Excerpt:
Bug 1763054 - Make ARM64 loadConstantDouble/Float32 the source of truth. r=nbp

Remove local decisions about how to load FP constants and centralize that knowledge in loadConstantDouble / loadConstantFloat32. Code that needs to load eg -0.0 can just pass that value to those functions and expect optimal code. Note in those functions that the optimal way of loading negative zero is to load it PC-relative from memory, not to construct it with a multi-instruction sequence. Differential Revision: https://phabricator.services.mozilla.com/D142917
2022-04-05 09:55:01 +00:00 · 2022-04-05 09:55:01 +00:00 · 8195e9adaa
--- a/js/src/jit/arm64/CodeGenerator-arm64.cpp
+++ b/js/src/jit/arm64/CodeGenerator-arm64.cpp
@ -1399,13 +1399,13 @@ void CodeGenerator::visitUnbox(LUnbox* unbox) {
 }

 void CodeGenerator::visitDouble(LDouble* ins) {
-  ARMFPRegister output(ToFloatRegister(ins->getDef(0)), 64);
-  masm.Fmov(output, ins->value());
+  const LDefinition* out = ins->getDef(0);
+  masm.loadConstantDouble(ins->value(), ToFloatRegister(out));
 }

 void CodeGenerator::visitFloat32(LFloat32* ins) {
-  ARMFPRegister output(ToFloatRegister(ins->getDef(0)), 32);
-  masm.Fmov(output, ins->value());
+  const LDefinition* out = ins->getDef(0);
+  masm.loadConstantFloat32(ins->value(), ToFloatRegister(out));
 }

 void CodeGenerator::visitTestDAndBranch(LTestDAndBranch* test) {
--- a/js/src/jit/arm64/MacroAssembler-arm64.cpp
+++ b/js/src/jit/arm64/MacroAssembler-arm64.cpp
@ -3112,9 +3112,8 @@ void MacroAssembler::copySignDouble(FloatRegister lhs, FloatRegister rhs,
                                    FloatRegister output) {
  ScratchDoubleScope scratch(*this);

-  // Double with only the sign bit set (= negative zero).

Problem details: Write out the whole ARM64 commit diff above, word for word.

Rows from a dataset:
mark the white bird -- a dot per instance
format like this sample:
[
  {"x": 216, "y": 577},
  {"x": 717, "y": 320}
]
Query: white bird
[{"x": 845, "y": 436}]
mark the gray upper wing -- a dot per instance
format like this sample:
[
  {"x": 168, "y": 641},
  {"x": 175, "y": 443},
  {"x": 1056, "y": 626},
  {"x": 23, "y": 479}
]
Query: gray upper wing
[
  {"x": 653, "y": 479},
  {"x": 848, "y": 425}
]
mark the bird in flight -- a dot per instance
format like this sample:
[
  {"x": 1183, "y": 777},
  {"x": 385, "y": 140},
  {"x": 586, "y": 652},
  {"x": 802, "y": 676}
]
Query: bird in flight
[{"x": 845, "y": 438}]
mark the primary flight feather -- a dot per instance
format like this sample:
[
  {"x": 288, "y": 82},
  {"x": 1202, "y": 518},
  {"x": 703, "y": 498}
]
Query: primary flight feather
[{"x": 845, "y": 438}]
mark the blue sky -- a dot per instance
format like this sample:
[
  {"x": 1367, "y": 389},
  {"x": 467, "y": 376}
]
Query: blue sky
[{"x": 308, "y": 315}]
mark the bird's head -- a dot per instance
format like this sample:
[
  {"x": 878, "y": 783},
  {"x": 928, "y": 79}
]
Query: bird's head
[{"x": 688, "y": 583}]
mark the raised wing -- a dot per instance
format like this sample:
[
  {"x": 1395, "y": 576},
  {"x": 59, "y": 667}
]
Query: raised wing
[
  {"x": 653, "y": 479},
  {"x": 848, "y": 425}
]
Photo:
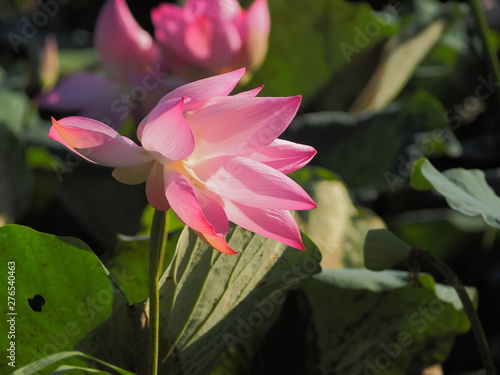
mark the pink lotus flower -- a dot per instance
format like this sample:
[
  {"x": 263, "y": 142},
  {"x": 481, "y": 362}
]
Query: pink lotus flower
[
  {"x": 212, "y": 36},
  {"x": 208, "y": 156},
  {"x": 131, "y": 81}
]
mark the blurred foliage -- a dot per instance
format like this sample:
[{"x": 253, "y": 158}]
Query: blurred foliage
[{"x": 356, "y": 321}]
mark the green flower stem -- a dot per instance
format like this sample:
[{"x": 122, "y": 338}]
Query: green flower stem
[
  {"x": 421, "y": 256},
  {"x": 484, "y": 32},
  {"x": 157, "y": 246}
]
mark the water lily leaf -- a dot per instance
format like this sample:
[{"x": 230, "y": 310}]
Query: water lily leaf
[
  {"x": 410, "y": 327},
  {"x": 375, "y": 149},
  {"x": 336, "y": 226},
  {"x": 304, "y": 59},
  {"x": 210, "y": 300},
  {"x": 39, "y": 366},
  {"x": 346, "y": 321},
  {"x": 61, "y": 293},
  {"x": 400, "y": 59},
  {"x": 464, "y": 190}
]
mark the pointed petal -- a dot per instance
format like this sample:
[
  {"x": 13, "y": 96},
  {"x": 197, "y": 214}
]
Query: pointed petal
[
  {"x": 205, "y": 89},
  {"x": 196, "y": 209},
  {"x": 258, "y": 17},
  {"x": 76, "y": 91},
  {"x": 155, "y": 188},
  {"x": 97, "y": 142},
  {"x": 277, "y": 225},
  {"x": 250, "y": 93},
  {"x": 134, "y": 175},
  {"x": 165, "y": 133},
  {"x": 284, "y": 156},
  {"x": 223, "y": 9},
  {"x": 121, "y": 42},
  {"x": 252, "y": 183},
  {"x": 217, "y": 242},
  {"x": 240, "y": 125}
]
* * *
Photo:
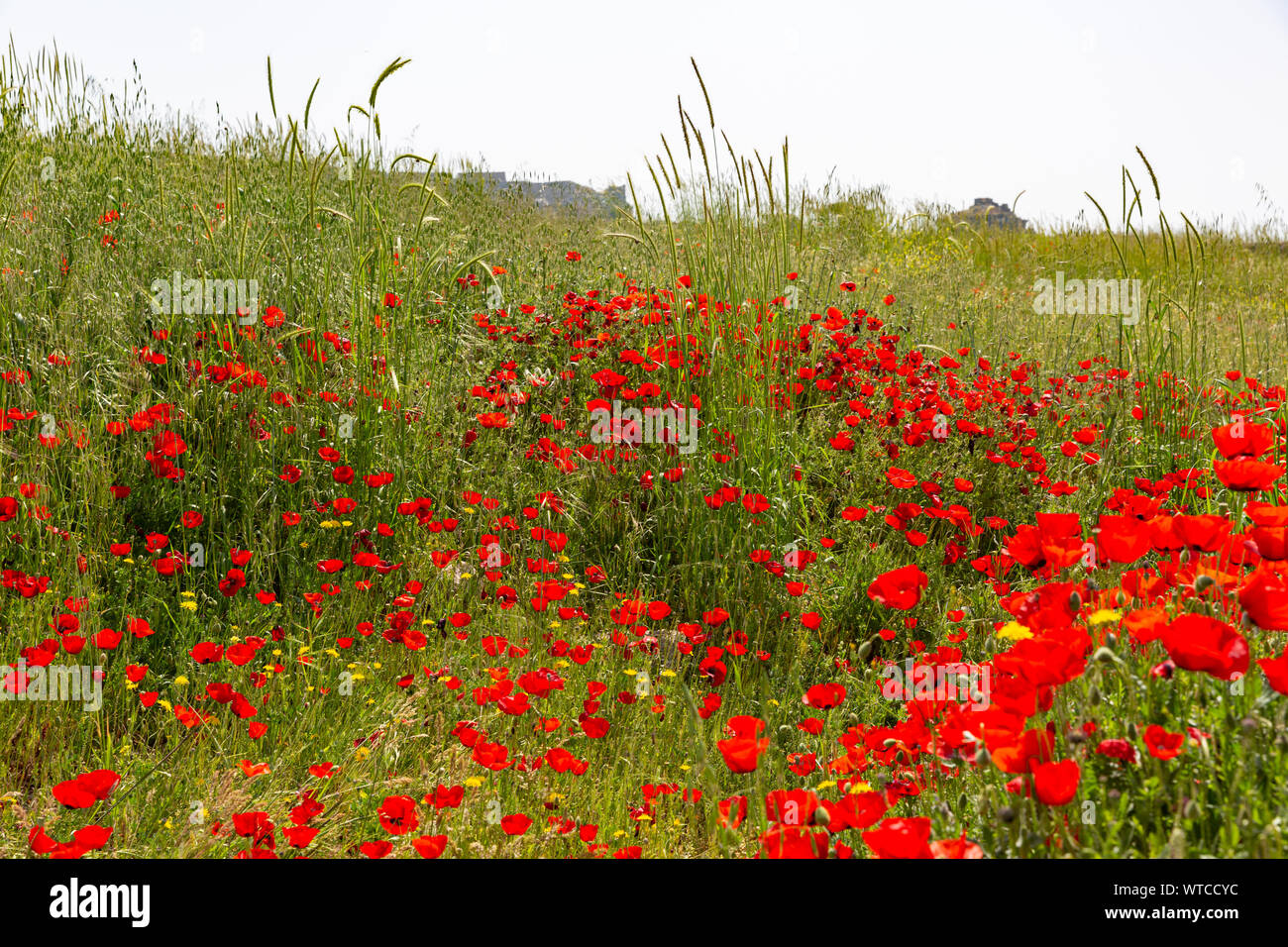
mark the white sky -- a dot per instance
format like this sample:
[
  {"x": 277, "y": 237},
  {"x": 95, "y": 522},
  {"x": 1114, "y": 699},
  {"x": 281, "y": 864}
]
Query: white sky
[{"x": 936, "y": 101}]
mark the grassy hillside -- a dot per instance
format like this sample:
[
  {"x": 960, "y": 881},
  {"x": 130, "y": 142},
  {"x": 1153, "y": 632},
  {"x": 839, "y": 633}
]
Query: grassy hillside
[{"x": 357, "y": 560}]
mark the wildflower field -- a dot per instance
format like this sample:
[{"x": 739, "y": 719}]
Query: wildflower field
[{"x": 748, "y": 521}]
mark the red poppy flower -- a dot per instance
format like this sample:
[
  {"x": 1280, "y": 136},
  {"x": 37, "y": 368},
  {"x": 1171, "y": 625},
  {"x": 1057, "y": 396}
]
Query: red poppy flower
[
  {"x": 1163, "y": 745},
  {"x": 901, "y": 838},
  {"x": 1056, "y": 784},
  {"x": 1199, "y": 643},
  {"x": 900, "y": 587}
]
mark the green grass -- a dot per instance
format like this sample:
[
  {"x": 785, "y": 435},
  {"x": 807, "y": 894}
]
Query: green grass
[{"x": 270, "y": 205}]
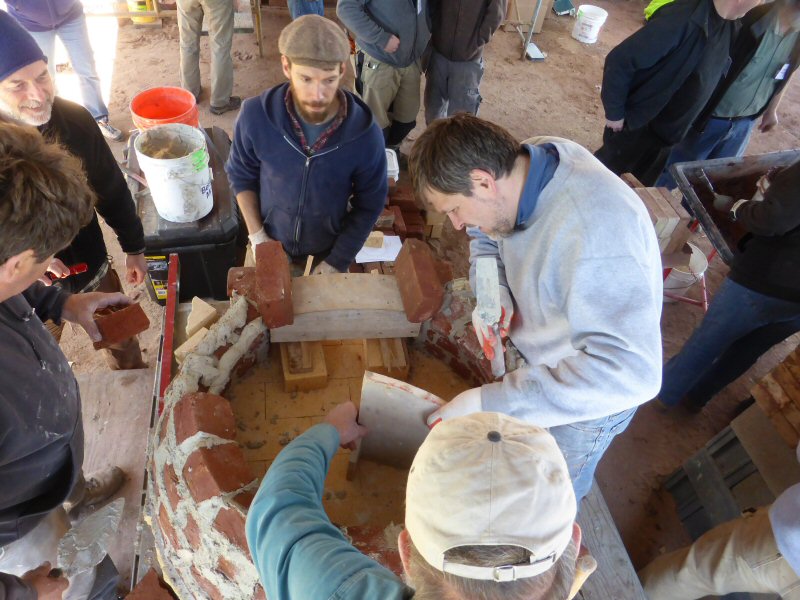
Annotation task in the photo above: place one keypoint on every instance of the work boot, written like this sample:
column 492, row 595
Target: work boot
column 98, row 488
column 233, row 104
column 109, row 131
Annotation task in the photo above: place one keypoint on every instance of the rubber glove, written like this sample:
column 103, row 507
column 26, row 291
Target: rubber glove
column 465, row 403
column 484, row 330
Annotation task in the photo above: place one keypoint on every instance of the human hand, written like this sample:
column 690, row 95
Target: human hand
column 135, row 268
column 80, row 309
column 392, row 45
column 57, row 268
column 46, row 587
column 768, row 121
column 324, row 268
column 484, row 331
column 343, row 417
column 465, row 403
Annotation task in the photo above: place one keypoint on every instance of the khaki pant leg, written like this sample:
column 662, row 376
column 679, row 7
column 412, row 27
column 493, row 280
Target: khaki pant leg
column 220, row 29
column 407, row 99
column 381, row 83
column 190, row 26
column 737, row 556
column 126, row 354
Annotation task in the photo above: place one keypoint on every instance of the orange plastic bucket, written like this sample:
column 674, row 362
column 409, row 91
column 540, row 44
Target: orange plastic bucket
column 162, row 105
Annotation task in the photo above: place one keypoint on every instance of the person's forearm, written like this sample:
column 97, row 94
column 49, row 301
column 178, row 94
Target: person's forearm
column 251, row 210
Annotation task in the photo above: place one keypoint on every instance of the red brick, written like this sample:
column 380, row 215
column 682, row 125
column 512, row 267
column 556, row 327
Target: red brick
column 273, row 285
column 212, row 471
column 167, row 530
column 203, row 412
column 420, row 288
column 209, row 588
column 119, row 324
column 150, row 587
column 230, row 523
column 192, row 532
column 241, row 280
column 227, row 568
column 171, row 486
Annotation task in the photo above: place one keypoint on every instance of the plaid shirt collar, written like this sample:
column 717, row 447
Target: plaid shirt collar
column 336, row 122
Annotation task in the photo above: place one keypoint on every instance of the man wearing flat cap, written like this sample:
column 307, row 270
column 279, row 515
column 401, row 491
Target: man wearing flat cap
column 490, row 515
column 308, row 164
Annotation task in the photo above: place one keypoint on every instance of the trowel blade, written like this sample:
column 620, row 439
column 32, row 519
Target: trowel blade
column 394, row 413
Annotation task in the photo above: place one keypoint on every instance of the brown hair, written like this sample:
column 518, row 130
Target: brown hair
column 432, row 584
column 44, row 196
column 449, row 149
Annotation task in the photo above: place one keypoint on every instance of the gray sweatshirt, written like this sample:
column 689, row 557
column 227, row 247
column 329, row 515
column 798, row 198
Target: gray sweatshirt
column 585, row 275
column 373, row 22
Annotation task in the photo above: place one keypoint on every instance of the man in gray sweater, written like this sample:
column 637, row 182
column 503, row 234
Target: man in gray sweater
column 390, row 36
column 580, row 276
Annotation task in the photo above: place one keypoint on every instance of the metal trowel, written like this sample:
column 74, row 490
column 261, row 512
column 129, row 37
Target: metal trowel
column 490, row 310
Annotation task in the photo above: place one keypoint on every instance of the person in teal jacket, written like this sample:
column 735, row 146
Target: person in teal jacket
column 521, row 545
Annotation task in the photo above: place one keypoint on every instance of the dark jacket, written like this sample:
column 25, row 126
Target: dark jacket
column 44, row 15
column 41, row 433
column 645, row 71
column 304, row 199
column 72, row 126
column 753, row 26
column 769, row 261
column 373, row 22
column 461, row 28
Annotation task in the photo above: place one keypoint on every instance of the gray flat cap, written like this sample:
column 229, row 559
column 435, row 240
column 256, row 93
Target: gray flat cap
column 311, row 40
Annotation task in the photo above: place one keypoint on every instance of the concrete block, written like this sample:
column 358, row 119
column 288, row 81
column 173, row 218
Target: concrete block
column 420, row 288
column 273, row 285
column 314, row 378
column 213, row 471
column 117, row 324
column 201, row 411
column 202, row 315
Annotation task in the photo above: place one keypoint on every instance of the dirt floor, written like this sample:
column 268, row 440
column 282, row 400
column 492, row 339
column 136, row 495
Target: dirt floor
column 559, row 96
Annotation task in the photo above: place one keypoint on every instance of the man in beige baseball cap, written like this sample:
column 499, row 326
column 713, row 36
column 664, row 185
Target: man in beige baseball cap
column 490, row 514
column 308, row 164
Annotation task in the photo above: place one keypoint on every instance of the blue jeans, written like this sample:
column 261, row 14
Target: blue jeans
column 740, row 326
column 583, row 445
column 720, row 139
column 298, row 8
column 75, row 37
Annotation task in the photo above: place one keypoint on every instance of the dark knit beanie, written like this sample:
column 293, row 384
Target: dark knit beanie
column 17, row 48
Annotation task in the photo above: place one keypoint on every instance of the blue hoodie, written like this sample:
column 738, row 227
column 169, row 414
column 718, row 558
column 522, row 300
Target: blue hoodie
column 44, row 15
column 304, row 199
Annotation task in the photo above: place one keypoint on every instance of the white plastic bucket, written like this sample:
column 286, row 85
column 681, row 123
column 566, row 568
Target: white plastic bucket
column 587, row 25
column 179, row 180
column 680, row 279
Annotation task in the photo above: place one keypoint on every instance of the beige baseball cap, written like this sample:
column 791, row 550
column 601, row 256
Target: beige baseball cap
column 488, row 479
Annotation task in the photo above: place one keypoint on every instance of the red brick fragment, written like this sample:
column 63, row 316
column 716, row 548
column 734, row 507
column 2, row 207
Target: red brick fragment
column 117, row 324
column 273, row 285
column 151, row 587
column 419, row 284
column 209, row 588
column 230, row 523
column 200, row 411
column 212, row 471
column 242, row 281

Solution to the exercise:
Bug 1763054 - Make ARM64 loadConstantDouble/Float32 the source of truth. r=nbp

Remove local decisions about how to load FP constants and centralize that knowledge in loadConstantDouble / loadConstantFloat32. Code that needs to load eg -0.0 can just pass that value to those functions and expect optimal code. Note in those functions that the optimal way of loading negative zero is to load it PC-relative from memory, not to construct it with a multi-instruction sequence. Differential Revision: https://phabricator.services.mozilla.com/D142917
2022-04-05 09:55:01 +00:00 · 2022-04-05 09:55:01 +00:00 · 8195e9adaa
--- a/js/src/jit/arm64/CodeGenerator-arm64.cpp
+++ b/js/src/jit/arm64/CodeGenerator-arm64.cpp
@ -1399,13 +1399,13 @@ void CodeGenerator::visitUnbox(LUnbox* unbox) {
 }

 void CodeGenerator::visitDouble(LDouble* ins) {
-  ARMFPRegister output(ToFloatRegister(ins->getDef(0)), 64);
-  masm.Fmov(output, ins->value());
+  const LDefinition* out = ins->getDef(0);
+  masm.loadConstantDouble(ins->value(), ToFloatRegister(out));
 }

 void CodeGenerator::visitFloat32(LFloat32* ins) {
-  ARMFPRegister output(ToFloatRegister(ins->getDef(0)), 32);
-  masm.Fmov(output, ins->value());
+  const LDefinition* out = ins->getDef(0);
+  masm.loadConstantFloat32(ins->value(), ToFloatRegister(out));
 }

 void CodeGenerator::visitTestDAndBranch(LTestDAndBranch* test) {
--- a/js/src/jit/arm64/MacroAssembler-arm64.cpp
+++ b/js/src/jit/arm64/MacroAssembler-arm64.cpp
@ -3112,9 +3112,8 @@ void MacroAssembler::copySignDouble(FloatRegister lhs, FloatRegister rhs,
                                    FloatRegister output) {
  ScratchDoubleScope scratch(*this);

-  // Double with only the sign bit set (= negative zero).